→ PASSAGE FOR REVIEW:
HH is an autosomal-recessive disorder. Therefore, heterozygosity for C282Y is not associated with a significant risk of developing clinical hemochromatosis. Nevertheless, 4–15% of laboratories responded that HFE C282Y heterozygosity would “likely contribute” to biochemical iron overload. Of note, an additional 8–20% of laboratories responded that the C282Y heterozygous genotype was “inconclusive” for contributing to iron overload. This observed lack of consensus in interpretive responses may be due to some published population screening studies showing an increased trend in ferritin and transferrin saturation parameters in C282Y heterozygotes compared with wild-type individuals.2,19 However, the range of iron indices in these studies overlapped with those in wild-type individuals, and the overwhelming evidence indicates that C282Y heterozygotes are not at increased risk of developing clinical hemochromatosis.3,5,16,20

Despite the observed lack of consensus, interpretive responses for the problematic genotypes improved over the 10-year time window of evaluation. This performance improvement may be due to prolonged participation in the PT survey (perhaps as a result of education via the PT survey analysis discussion that is distributed to participating laboratories) or to additional clarifying publications in the literature over the time period analyzed. It should also be noted that it is difficult to accurately assess the clinical interpretation of a laboratory result in a simple multiple-choice survey format, and CAP does not solicit laboratory reports for a more complex analysis of reporting language. Patient-specific laboratory reports are likely to use clinical interpretation language that is more nuanced and descriptive than the three simplified discrete choices provided by the CAP survey. A recent publication investigating whether test results for HFE C282Y heterozygosity were associated with increased patient anxiety or harm indicated that these results were being appropriately interpreted as associated with no increased risk of disease.21 However, it is possible that the observed PT survey heterogeneity in clinical interpretations of HFE genotyping may also be reflected in clinical diagnostic laboratory test reports that go to clinicians, and some misinterpretation of results may then ensue. There may be a need for further consensus and standardization in this area.

→ DIRECTIONS:
[a] In two sentences, how would you summarize the passage on laboratory interpretation of HFE genotypes?
[b] Could you carry on the passage on laboratory interpretation of HFE genotypes from its final sentence?

→ INFORMATION SUPPLIED:
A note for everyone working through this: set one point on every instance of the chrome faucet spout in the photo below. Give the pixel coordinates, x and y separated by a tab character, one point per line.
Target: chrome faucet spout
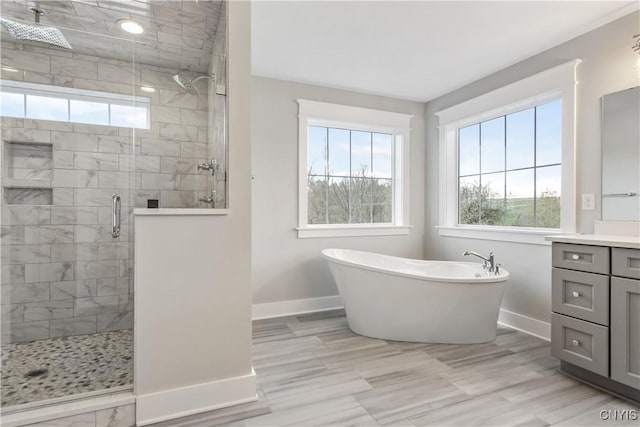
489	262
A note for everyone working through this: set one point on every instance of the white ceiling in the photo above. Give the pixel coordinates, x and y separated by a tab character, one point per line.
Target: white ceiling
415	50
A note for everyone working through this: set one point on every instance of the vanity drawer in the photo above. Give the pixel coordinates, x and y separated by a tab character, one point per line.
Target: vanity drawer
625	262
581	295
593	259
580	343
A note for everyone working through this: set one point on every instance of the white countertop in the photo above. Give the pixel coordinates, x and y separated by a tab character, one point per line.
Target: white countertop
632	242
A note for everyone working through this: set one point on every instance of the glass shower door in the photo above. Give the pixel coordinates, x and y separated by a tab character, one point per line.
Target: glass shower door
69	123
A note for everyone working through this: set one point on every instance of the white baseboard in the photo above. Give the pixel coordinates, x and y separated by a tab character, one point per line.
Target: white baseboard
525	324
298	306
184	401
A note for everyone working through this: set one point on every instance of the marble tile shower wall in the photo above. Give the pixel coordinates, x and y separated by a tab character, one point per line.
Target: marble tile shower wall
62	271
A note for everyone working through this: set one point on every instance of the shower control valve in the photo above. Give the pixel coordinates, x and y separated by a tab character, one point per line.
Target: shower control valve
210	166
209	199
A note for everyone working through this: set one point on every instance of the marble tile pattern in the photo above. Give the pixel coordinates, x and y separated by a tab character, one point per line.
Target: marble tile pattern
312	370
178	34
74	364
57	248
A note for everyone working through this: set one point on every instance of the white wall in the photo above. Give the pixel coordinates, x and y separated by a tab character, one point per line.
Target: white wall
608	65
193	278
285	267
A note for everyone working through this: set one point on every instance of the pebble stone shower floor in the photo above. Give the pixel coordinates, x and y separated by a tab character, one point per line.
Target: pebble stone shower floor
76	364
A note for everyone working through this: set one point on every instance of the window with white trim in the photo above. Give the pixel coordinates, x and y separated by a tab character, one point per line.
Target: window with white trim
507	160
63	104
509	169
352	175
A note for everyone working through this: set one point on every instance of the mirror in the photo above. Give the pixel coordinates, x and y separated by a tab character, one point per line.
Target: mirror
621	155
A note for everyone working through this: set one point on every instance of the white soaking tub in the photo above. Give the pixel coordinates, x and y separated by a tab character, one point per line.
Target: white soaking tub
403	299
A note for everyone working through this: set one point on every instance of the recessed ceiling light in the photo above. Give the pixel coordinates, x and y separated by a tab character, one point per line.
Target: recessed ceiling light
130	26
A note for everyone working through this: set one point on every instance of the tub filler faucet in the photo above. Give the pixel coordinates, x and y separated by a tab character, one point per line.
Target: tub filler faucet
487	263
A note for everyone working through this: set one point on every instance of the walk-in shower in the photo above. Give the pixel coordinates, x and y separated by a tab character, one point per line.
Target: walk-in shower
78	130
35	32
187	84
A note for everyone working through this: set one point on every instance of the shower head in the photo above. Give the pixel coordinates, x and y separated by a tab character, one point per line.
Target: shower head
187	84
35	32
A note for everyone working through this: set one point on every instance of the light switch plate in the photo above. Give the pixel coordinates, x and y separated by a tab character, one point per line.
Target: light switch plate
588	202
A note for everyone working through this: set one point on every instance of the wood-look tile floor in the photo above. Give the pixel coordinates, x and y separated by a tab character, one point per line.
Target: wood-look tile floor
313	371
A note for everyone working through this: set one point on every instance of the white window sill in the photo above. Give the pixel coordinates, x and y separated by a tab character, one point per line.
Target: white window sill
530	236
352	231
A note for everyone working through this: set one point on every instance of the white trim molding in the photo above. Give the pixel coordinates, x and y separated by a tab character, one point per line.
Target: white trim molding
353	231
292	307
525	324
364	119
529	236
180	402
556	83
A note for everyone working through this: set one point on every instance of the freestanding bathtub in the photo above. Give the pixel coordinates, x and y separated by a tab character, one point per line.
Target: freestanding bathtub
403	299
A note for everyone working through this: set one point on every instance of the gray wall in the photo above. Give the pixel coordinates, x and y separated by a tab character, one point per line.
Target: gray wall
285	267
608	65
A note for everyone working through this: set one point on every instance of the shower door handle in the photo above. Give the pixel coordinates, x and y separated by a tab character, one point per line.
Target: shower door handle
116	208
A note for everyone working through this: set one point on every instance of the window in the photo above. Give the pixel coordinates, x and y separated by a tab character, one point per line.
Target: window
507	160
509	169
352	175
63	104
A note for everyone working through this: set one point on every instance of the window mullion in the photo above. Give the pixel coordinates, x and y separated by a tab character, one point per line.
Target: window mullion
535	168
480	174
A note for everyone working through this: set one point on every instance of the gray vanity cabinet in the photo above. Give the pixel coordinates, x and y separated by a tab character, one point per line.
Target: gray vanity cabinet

→ TASK-BY-TASK ANSWERS:
[a] Although HFE C282Y heterozygosity carries no significant risk of clinical hemochromatosis, some laboratories judged it likely to contribute to iron overload or called it inconclusive, perhaps because some screening studies found higher ferritin and transferrin saturation in heterozygotes. Interpretive responses improved over the 10-year evaluation window, but the simple multiple-choice survey format makes interpretation hard to assess, and the remaining variation could carry over into clinical reports, so further consensus and standardization may be needed.

[b]
Previous publications have analyzed CAP/ACMG PT data for a variety of molecular genetic tests, including microsatellite instability, Tay-Sachs disease, Canavan disease, familial dysautonomia, BRCA1/2, pharmacogenetic analytes, Huntington disease, cystic fibrosis, fragile X syndrome, and other rare inherited disorders.14,15,22,23,24,25,26,27 Other publications have examined cystic fibrosis molecular testing in both the United States and Italy.28,29 All of these publications indicate that molecular genetic tests have excellent analytic performance, with an overall sensitivity greater than 95% and specificity greater than 99%. In addition, these published analytical error rates for molecular genetic tests are quite comparable to those found for other more automated diagnostic analytes in laboratory medicine, with well-documented analytical error rates ranging from 0.01 to 5%.30,31,32,33,34,35,36 Prior publications have also documented findings analogous to this study concerning a higher variability in interpretive (compared with analytical) performance, with interpretive accuracy rates ranging from 92.5% for BRCA1/2 (ref. 25) to 99.7% for familial dysautonomia.23 Our findings for HFE are consistent with these results, with respect to both analytic and interpretive performance. Virtually all of the aforementioned genetic testing is performed using laboratory-developed tests or laboratory-developed procedures, and there are no commercially available US Food and Drug Administration–cleared tests for HFE genotyping. Laboratory-developed molecular methods for the detection of genetic diseases thus yield highly accurate analytical results.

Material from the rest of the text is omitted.